Excerpted passage:
▽

# If a You Had $800 To Spend..



## Snookdaddy (Jan 5, 2008)

The Dragonfly GPS will be the next I put on my Waterman and you will be able to pick one up for $499 or less if you can wait for Black Friday sales.. West Marine had them online last year for this price including the gold card and transducer..

I love my old Garmin 182c for the built in tide charts. I don't thing Raymarine units offer this feature..


----------



## swampfox (May 9, 2007)

> The Dragonfly GPS will be the next I put on my Waterman and you will be able to pick one up for $499 or less if you can wait for Black Friday sales..  West Marine had them online last year for this price including the gold card and transducer..
> 
> I love my old Garmin 182c for the built in tide charts. I don't thing Raymarine units offer this feature..

△

Work to do:
1. Answer these questions about the thread on GPS units:
(a) Which GPS unit does Snookdaddy plan to put on the Waterman next?
(b) Besides the unit, what two items did West Marine include at that online price last year?
(c) What feature of the Garmin 182c does the poster love?
2. Extract every line of the entries that contains the word "bunker".
The thread above and the entries that follow have no connection to each other.

Point annotation dataset entries:
▽

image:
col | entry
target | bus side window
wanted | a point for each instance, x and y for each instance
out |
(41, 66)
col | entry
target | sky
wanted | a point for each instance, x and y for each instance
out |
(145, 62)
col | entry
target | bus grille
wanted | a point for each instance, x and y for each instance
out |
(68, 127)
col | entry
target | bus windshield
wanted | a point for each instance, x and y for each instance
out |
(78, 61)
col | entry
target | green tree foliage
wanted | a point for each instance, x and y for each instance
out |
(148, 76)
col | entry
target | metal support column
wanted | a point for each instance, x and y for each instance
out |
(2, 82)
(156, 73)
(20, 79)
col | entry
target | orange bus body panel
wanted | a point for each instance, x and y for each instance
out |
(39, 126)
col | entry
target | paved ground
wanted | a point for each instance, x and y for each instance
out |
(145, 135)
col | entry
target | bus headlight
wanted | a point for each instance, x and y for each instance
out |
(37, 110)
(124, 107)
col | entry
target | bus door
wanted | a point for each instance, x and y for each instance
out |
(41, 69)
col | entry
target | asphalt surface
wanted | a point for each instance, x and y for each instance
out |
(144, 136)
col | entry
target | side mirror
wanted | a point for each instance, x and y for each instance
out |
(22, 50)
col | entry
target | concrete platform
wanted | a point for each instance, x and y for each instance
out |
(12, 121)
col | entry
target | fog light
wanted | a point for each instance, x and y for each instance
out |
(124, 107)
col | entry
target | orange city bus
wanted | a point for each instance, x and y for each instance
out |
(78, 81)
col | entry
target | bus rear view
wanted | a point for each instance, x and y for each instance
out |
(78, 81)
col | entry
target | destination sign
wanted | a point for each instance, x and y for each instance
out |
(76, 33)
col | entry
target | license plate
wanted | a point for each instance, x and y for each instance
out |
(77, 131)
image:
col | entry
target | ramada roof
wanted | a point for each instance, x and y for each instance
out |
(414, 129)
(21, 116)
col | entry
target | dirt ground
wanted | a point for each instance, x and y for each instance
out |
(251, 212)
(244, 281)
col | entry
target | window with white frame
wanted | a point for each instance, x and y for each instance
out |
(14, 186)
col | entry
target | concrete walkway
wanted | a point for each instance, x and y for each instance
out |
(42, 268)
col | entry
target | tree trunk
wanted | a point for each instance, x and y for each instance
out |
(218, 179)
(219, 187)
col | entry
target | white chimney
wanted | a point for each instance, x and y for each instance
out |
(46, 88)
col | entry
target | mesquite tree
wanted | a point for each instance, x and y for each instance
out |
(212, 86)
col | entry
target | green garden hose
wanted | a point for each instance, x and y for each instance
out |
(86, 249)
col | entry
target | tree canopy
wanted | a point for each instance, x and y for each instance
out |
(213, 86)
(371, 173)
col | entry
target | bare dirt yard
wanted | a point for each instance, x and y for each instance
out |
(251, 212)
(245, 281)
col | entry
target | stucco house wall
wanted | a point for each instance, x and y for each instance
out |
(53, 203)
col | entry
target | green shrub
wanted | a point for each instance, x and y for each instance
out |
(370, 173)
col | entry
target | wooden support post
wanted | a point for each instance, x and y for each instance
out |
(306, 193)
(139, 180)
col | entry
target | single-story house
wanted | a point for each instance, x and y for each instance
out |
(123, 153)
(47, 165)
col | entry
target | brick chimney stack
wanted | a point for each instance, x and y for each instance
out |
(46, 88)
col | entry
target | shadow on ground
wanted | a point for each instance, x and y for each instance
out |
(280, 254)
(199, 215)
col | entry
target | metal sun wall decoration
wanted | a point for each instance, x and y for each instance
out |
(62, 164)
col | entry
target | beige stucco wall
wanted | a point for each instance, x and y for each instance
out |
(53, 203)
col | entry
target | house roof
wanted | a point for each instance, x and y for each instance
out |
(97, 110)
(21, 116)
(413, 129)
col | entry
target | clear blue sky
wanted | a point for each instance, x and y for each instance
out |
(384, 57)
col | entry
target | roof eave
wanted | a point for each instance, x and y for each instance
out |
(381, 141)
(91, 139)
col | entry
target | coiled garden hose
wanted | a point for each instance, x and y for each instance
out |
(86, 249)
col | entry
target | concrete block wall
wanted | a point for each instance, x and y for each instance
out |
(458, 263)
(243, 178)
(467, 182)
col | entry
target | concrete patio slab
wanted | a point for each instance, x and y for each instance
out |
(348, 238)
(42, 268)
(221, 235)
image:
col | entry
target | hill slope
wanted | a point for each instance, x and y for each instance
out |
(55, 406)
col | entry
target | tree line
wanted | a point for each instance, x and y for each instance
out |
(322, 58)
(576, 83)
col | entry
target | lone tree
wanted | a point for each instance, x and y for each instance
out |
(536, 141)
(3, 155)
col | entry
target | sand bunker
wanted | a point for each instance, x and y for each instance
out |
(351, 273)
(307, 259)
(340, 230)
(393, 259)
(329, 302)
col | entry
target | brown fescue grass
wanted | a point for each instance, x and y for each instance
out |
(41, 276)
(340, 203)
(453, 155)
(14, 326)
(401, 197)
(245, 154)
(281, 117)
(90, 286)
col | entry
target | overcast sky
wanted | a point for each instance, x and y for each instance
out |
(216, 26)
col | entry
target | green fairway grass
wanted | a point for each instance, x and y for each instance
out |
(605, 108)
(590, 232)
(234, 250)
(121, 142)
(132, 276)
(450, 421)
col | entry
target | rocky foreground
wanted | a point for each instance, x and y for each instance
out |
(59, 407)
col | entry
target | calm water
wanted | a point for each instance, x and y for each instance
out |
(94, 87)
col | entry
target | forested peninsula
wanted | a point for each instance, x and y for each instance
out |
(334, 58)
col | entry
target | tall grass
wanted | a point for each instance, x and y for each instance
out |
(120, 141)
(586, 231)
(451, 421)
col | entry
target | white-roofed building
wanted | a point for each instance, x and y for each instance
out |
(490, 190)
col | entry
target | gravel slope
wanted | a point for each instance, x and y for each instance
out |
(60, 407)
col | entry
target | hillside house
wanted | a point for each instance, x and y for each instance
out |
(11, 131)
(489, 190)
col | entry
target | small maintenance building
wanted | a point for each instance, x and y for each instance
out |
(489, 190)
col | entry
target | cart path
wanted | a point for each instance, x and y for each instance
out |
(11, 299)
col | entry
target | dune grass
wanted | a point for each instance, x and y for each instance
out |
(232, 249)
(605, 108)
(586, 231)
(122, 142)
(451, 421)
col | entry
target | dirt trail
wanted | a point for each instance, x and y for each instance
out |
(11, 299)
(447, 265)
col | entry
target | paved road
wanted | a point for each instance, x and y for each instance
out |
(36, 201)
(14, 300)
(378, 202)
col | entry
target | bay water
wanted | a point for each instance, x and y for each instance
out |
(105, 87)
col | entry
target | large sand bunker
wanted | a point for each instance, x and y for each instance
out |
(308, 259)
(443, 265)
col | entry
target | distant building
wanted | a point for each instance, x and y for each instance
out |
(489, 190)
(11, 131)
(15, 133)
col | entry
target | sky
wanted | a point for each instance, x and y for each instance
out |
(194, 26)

△

Answers to the tasks:
1.
(a) The Dragonfly GPS.
(b) The gold card and the transducer.
(c) Its built-in tide charts.

2.
target | sand bunker
target | large sand bunker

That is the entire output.